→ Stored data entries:
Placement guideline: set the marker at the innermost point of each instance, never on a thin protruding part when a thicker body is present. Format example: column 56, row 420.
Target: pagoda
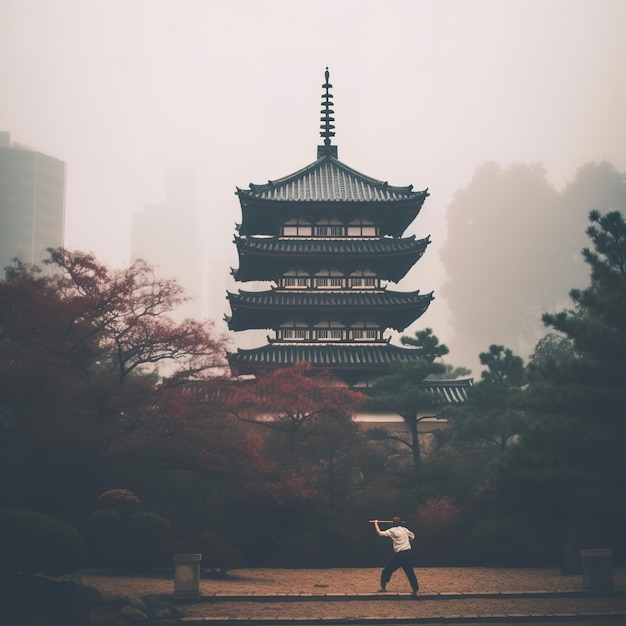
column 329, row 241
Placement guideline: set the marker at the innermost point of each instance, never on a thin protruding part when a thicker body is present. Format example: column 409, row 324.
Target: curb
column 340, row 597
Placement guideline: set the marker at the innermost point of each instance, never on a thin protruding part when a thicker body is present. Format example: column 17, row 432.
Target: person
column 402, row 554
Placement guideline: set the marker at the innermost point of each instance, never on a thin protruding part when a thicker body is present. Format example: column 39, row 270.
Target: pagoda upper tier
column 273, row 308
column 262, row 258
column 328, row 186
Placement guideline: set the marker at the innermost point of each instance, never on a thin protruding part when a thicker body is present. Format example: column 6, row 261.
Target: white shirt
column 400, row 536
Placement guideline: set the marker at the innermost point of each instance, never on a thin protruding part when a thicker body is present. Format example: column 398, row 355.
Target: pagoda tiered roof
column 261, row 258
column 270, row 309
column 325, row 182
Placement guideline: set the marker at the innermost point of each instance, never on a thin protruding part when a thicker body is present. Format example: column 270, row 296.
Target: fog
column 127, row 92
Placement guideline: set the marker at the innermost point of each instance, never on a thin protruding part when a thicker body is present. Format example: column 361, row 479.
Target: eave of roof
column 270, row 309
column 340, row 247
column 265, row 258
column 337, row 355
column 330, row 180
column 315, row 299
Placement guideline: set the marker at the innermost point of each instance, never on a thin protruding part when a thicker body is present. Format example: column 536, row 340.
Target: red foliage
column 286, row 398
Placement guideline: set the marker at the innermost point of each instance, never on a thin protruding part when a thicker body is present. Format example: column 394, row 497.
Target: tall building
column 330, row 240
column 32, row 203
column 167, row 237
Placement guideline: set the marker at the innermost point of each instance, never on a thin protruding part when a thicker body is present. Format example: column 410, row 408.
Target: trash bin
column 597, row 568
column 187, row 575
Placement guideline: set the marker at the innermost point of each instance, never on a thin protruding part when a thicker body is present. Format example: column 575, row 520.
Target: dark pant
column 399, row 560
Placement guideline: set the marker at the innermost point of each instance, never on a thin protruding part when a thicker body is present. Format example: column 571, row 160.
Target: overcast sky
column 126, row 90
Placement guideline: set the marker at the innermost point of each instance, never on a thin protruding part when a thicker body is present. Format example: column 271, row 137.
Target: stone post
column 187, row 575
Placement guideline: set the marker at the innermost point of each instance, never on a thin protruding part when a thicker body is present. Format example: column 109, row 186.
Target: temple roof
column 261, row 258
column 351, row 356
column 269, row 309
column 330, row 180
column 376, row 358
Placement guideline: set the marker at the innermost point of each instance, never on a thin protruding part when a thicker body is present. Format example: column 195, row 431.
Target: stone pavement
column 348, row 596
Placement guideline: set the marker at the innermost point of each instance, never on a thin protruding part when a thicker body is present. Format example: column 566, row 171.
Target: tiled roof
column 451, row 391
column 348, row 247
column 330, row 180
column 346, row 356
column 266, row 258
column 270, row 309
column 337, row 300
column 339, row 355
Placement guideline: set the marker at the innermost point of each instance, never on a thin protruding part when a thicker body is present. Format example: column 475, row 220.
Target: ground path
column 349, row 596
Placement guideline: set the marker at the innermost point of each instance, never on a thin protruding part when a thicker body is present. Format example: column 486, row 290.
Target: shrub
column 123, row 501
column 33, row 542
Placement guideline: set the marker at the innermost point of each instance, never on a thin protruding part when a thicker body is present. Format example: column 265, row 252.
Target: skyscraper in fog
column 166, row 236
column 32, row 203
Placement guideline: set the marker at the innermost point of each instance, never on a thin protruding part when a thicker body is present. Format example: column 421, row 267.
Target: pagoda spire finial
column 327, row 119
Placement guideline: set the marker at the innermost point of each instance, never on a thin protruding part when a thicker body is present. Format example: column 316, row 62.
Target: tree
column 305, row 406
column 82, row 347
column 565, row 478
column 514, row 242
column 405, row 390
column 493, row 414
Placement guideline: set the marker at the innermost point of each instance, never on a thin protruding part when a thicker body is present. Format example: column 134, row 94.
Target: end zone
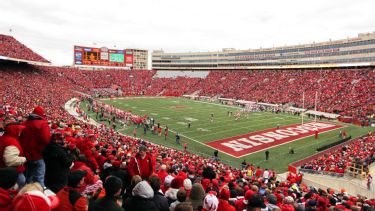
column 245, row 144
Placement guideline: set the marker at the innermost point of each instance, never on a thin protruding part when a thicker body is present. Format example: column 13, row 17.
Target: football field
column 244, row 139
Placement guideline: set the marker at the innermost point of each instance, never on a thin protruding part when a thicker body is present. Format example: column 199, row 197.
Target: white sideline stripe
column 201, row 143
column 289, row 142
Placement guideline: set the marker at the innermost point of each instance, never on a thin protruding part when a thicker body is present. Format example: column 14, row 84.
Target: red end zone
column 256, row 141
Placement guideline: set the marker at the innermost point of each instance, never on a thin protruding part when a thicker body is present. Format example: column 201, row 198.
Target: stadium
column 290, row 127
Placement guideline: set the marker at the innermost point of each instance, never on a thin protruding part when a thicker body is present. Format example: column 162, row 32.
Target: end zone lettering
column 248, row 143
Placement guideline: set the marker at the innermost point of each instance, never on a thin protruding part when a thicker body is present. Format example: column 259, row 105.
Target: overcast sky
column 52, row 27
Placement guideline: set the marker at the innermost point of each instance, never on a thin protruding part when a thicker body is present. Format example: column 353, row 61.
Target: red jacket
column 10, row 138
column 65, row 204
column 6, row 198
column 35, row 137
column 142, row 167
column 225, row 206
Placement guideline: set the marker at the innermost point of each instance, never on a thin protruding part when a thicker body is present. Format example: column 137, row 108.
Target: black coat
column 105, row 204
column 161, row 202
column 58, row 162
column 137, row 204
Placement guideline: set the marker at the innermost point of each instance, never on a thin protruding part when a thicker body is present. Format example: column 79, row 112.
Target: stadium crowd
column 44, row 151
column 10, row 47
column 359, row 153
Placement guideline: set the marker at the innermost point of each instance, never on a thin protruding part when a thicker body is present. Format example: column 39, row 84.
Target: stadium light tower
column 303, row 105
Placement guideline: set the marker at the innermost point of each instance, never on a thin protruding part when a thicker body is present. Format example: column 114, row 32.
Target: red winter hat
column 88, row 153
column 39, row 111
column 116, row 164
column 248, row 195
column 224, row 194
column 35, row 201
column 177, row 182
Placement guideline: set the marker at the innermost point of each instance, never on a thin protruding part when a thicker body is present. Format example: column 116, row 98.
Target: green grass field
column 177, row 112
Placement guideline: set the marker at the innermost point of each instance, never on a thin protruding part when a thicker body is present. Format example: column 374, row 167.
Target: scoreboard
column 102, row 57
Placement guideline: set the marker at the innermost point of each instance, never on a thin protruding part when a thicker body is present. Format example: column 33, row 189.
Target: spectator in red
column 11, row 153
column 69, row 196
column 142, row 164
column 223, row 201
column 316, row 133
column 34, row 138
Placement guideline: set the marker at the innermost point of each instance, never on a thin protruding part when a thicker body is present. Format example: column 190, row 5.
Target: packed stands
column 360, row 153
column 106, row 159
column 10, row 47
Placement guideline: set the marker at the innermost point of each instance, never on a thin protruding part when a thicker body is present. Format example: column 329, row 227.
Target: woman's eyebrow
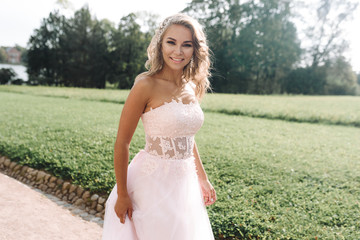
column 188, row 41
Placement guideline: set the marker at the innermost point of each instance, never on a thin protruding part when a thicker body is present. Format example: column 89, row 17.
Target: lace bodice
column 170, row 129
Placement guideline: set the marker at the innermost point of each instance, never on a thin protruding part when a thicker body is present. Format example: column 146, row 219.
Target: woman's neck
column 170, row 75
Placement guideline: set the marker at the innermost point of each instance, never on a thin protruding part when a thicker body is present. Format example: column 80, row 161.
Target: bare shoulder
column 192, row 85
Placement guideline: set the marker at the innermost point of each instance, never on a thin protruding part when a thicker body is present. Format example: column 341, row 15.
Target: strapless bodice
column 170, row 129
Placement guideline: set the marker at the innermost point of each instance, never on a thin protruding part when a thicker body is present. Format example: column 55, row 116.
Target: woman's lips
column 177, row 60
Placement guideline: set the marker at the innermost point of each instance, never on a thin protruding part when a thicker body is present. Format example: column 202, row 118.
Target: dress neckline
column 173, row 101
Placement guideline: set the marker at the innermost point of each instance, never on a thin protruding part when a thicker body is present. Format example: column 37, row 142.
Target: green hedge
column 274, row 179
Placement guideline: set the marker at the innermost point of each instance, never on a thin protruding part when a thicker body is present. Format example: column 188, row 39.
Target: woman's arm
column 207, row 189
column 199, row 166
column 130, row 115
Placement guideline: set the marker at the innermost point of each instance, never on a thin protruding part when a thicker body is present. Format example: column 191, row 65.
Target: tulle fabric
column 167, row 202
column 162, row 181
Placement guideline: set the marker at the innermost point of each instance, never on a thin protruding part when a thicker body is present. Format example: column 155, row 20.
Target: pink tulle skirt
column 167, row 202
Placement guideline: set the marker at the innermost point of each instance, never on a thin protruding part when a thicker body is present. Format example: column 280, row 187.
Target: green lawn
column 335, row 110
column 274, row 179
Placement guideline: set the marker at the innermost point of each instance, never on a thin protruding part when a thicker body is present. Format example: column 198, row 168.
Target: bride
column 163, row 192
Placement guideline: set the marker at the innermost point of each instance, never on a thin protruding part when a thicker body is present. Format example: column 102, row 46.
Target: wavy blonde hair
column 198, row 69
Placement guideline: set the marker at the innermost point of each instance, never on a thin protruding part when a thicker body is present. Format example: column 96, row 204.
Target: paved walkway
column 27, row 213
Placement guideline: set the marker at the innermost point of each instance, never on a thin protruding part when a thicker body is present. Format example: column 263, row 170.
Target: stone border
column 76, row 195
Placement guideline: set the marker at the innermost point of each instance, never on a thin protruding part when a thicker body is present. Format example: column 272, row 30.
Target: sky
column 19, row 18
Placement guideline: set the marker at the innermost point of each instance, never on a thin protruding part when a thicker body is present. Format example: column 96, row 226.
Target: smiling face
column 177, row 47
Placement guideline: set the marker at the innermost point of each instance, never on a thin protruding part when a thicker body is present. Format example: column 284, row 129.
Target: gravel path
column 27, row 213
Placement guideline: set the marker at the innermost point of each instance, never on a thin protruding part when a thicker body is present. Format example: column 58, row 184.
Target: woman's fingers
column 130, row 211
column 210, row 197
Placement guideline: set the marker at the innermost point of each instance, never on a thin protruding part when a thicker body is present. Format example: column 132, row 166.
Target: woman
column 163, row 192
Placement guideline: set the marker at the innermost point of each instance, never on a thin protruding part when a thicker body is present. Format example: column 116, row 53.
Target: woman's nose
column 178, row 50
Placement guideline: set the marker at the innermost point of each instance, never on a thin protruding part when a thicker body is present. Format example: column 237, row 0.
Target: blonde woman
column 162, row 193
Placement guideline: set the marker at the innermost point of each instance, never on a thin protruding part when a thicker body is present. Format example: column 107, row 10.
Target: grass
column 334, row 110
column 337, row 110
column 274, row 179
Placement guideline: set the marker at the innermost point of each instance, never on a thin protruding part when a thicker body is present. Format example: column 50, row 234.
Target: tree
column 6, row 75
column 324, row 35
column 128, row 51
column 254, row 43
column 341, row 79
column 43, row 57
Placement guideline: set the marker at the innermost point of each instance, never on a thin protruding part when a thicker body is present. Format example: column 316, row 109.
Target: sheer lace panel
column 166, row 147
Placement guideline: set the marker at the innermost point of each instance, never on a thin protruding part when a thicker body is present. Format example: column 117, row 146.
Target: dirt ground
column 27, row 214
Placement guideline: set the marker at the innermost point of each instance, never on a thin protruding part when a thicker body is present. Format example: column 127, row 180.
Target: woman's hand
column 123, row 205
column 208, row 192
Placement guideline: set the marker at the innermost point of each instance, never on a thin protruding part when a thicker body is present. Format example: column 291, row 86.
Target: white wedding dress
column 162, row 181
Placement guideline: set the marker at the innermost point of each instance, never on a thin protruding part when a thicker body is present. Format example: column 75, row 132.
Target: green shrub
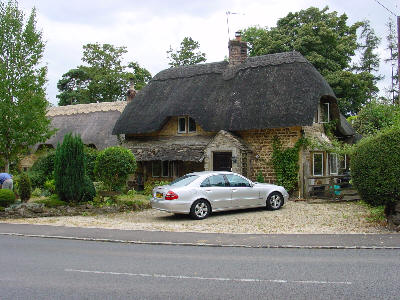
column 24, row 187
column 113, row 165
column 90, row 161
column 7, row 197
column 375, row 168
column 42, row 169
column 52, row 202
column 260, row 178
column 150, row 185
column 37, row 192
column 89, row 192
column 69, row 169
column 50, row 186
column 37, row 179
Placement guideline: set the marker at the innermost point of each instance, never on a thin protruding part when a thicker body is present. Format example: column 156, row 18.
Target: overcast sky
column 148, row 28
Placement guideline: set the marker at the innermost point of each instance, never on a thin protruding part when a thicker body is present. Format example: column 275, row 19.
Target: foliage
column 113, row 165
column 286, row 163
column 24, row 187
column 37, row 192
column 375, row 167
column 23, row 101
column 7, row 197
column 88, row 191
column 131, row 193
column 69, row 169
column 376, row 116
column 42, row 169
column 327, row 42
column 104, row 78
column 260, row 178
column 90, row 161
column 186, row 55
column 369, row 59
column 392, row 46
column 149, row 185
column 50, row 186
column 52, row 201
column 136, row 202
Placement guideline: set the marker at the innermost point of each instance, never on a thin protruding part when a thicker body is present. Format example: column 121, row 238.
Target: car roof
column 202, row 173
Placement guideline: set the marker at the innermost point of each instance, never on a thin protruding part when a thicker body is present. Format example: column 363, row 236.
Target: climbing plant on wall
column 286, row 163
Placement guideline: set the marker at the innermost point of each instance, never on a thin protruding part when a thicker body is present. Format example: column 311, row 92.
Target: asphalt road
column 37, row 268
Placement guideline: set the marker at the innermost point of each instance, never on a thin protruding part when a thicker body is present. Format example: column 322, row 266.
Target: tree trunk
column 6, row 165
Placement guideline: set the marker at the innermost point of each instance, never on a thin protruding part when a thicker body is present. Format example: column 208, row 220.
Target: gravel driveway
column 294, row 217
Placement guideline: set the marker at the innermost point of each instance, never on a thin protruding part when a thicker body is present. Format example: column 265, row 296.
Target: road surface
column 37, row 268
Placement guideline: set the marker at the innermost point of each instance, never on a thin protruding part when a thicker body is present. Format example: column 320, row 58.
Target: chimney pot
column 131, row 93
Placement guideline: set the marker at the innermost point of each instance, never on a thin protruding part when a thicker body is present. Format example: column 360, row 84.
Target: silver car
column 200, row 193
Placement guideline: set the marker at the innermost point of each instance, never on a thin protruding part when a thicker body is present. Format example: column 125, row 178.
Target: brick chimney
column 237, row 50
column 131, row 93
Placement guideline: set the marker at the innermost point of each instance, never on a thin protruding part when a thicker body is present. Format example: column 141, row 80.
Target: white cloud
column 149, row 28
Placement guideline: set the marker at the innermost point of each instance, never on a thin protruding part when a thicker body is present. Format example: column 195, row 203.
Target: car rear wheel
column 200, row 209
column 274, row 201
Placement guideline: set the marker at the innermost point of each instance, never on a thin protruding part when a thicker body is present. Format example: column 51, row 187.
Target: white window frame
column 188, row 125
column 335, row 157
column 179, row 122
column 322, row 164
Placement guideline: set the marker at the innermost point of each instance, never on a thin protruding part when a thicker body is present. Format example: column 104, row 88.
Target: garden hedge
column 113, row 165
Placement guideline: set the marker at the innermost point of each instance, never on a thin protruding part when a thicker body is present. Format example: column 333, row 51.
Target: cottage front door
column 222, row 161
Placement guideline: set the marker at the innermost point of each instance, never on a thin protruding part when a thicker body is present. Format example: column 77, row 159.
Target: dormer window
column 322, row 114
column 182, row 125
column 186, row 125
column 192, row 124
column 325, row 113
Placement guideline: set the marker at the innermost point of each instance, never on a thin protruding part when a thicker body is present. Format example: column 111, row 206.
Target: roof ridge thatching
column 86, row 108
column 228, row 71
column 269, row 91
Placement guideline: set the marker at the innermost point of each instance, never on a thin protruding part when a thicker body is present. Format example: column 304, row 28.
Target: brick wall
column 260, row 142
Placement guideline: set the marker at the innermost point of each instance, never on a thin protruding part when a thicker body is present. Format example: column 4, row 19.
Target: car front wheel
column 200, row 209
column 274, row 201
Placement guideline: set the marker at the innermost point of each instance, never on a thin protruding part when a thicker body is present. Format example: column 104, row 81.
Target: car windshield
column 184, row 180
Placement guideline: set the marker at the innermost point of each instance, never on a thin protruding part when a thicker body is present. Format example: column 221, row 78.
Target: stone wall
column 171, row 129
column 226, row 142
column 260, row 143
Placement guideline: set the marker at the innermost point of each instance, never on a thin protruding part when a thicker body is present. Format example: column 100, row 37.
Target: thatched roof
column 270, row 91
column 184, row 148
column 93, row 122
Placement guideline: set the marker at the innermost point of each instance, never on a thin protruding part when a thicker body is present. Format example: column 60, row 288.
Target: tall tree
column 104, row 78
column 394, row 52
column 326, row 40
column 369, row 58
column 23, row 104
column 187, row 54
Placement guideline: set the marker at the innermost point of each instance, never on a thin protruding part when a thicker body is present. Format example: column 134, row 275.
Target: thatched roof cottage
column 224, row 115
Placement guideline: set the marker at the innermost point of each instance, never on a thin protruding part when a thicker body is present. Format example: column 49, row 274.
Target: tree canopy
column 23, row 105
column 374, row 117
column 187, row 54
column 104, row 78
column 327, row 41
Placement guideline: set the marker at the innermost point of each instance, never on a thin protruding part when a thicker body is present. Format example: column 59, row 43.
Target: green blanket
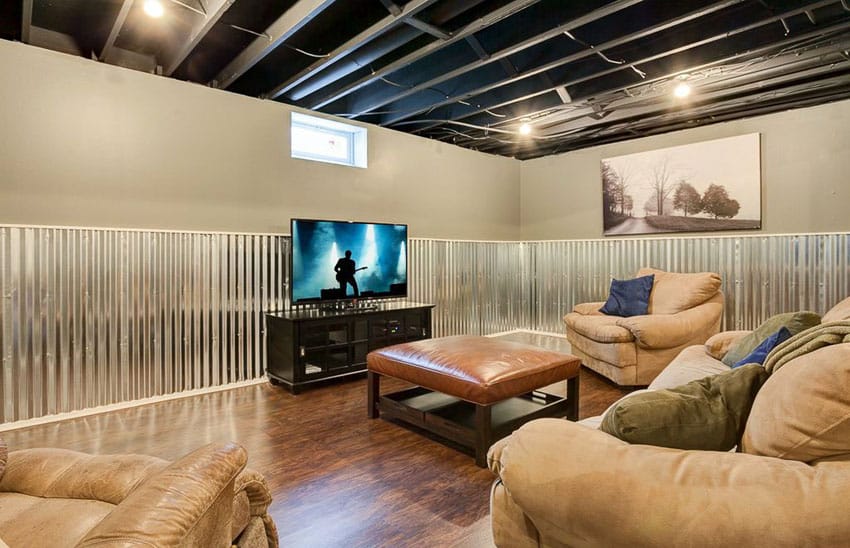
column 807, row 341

→ Exercise requirements: Write out exactly the lines from the line holding "221, row 78." through the last line of the records above, inclusive, and nothing more. Leave out the pictures.

→ Written response:
Placement guideline: set the marker at the innermost point of each instance, never on a thin protruding part when a thicker body is present. Format example: column 221, row 78.
Target: stone wall
column 171, row 129
column 226, row 142
column 260, row 143
Placement guideline: set the marker at the innermost point of each instance, never on a thin protruding part when a thicker body is present. Format example: column 100, row 37.
Target: thatched roof
column 270, row 91
column 184, row 148
column 93, row 122
Placement guideline: set the marker at the innermost point of each instance, never on a thin protruding part when a thicker body is present. Format example: column 60, row 288.
Target: tall tree
column 104, row 78
column 394, row 52
column 326, row 40
column 369, row 58
column 23, row 104
column 187, row 54
Placement guideline: set the marker at the innermost point of each instance, never on a thin protruding part when a thicker body is present. Format example: column 134, row 275.
Target: thatched roof cottage
column 224, row 115
Placement guideline: set the marker at the innermost point of each instance, never on a thin protruding part when a thicker body is present. Format example: column 49, row 274.
Target: tree canopy
column 23, row 105
column 374, row 117
column 187, row 54
column 104, row 78
column 327, row 41
Placement guideline: set the marker at the innermost point of each instance, never on a thin protruding part when a thicker body is present. Format example: column 59, row 43.
Target: green blanket
column 807, row 341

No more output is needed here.